** Selected extract follows **
That subtext is important, and it requires some unpacking. The Gruden emails only surfaced because they were material to the NFL's investigation into the Washington Football Team's workplace culture under team owner Dan Snyder - a culture that was especially toxic for female employees. But who else was involved? How high does it go? What else is there? The league ripped off Gruden's head and jammed it onto a pike where it belongs - but it also hopes you'll stop paying attention to wherever else this sordid story might lead. There's a reason Gruden felt so comfortable emailing that kind of idiocy to a team executive.

Remember: The league hasn't provided any details from its investigation of Snyder and Washington, though it frequently shares that information when players are accused of misconduct. Snyder walked away with a $10-million fine and an agreement that his wife will run the franchise for an indeterminate stretch while he focuses on extorting local government officials into making taxpayers foot the bill for the team's next stadium project. He probably reacted to this non-punishment by using another $10 million to light a cigar.

Former Washington president and general manager Bruce Allen. Michael Reaves / Getty Images

But one of the (many) major allegations against Washington involved creating lewd videos of team cheerleaders that were recorded without the cheerleaders' consent, reportedly at Snyder's behest. And one of the individuals who exchanged many of the relevant emails with Gruden was Bruce Allen, a former Washington general manager who later became team president before he was fired after the 2019 season. According to The New York Times' Ken Belson and Katherine Rosman, emails sent between Gruden, Allen, and others "included photos of women wearing only bikini bottoms, including one photo of two Washington team cheerleaders." So it seems that at least some of those lewd images made their way to Gruden. And Allen, the Times added, was using his work account.

Why this matters: NFL commissioner Roger Goodell instructed league executives to review more than 650,000 emails, The Wall Street Journal's Andrew Beaton reported, after its investigation of the Washington franchise uncovered "the existence of emails that raised issues beyond the scope" of that probe. Goodell received a summary of that review last week, including the Gruden emails.

The NFL has made a big show of its vast investigative apparatus in recent years. An inquiry spearheaded by a corporate attorney with ties to the league concluded it was "more probable than not" that Tom Brady was "generally aware" that too much air pressure had been removed from a few footballs before a playoff game the New England Patriots wound up winning by 38 points. That finding was included in an exhaustive, 243-page report that was made public - a report that formed the basis for Brady's four-game suspension. Likewise, the league released its work from other deep dives into player misconduct that ended with serious punishments.

Washington Football Team owner Dan Snyder. Brett Carlsen / Getty Images

Yet the league's investigation into Snyder and the Washington Football Team didn't produce any report for public consumption. In fact, the allegedly independent investigator who ran the inquiry was originally hired by Snyder after The New York Times and Washington Post published multiple stories about numerous women's miserable experiences working for the Washington Football Team. The NFL swiftly admitted that the investigator, Beth Wilkinson, never produced a written report and didn't turn over any notes she might have taken. The league's press release announcing Snyder's "punishment" made damn sure the world knew Wilkinson interviewed "more than 150 people," but she didn't provide any recordings either.

The NFL's personal conduct policy applies equally to owners and players, at the commissioner's discretion. That's how it's written, at least. In this case, the subtext is the text: Jon Gruden rightfully got what's coming to him, but he's also something of a human shield. The league knows what it found when it looked into Dan Snyder. There's a reason it’s trying to keep those findings a secret. Sharing them might reveal too much about the behavior the NFL's power brokers are willing to tolerate.

Dom Cosentino is a senior features writer at theScore.
** End of Selected extract **
** Dataset follows **
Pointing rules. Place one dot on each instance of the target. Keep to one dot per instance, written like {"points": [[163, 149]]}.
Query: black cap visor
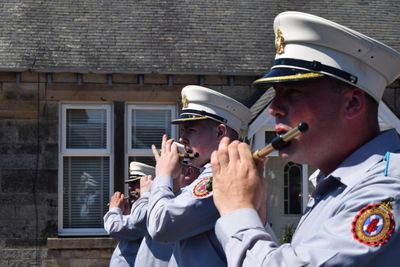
{"points": [[285, 75]]}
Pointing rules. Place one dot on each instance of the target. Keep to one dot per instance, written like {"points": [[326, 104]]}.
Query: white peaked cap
{"points": [[309, 47], [199, 103], [138, 169]]}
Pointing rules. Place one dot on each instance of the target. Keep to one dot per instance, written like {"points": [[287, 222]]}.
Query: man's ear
{"points": [[355, 102], [221, 131]]}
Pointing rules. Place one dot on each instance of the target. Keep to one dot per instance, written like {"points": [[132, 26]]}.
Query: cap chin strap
{"points": [[187, 113]]}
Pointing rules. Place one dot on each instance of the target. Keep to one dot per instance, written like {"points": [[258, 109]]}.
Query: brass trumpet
{"points": [[277, 143], [280, 141]]}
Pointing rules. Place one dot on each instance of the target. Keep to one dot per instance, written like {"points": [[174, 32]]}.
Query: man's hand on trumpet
{"points": [[237, 178]]}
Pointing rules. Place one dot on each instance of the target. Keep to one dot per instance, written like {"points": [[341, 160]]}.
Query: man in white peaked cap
** End of Dataset **
■ Problem A
Summarize the commentary on the NFL's Washington investigation in two sentences.
■ Problem B
Copy the stretch of the commentary on the NFL's Washington investigation from "Why this matters: NFL" through "the Gruden emails.", renaming "league executives" as "league officials".

■ Final answer A
The Jon Gruden emails surfaced only because of the NFL's investigation into the Washington Football Team's workplace culture under owner Dan Snyder, and emails between Gruden and former team executive Bruce Allen included photos of women, among them one of two Washington team cheerleaders. Although the league made public its findings in player-misconduct cases such as the 243-page report behind Tom Brady's suspension, it released no report on Snyder, who received a $10-million fine, and the piece argues the league is keeping its findings secret because they might reveal too much about what its power brokers will tolerate.

■ Final answer B
Why this matters: NFL commissioner Roger Goodell instructed league officials to review more than 650,000 emails, The Wall Street Journal's Andrew Beaton reported, after its investigation of the Washington franchise uncovered "the existence of emails that raised issues beyond the scope" of that probe. Goodell received a summary of that review last week, including the Gruden emails.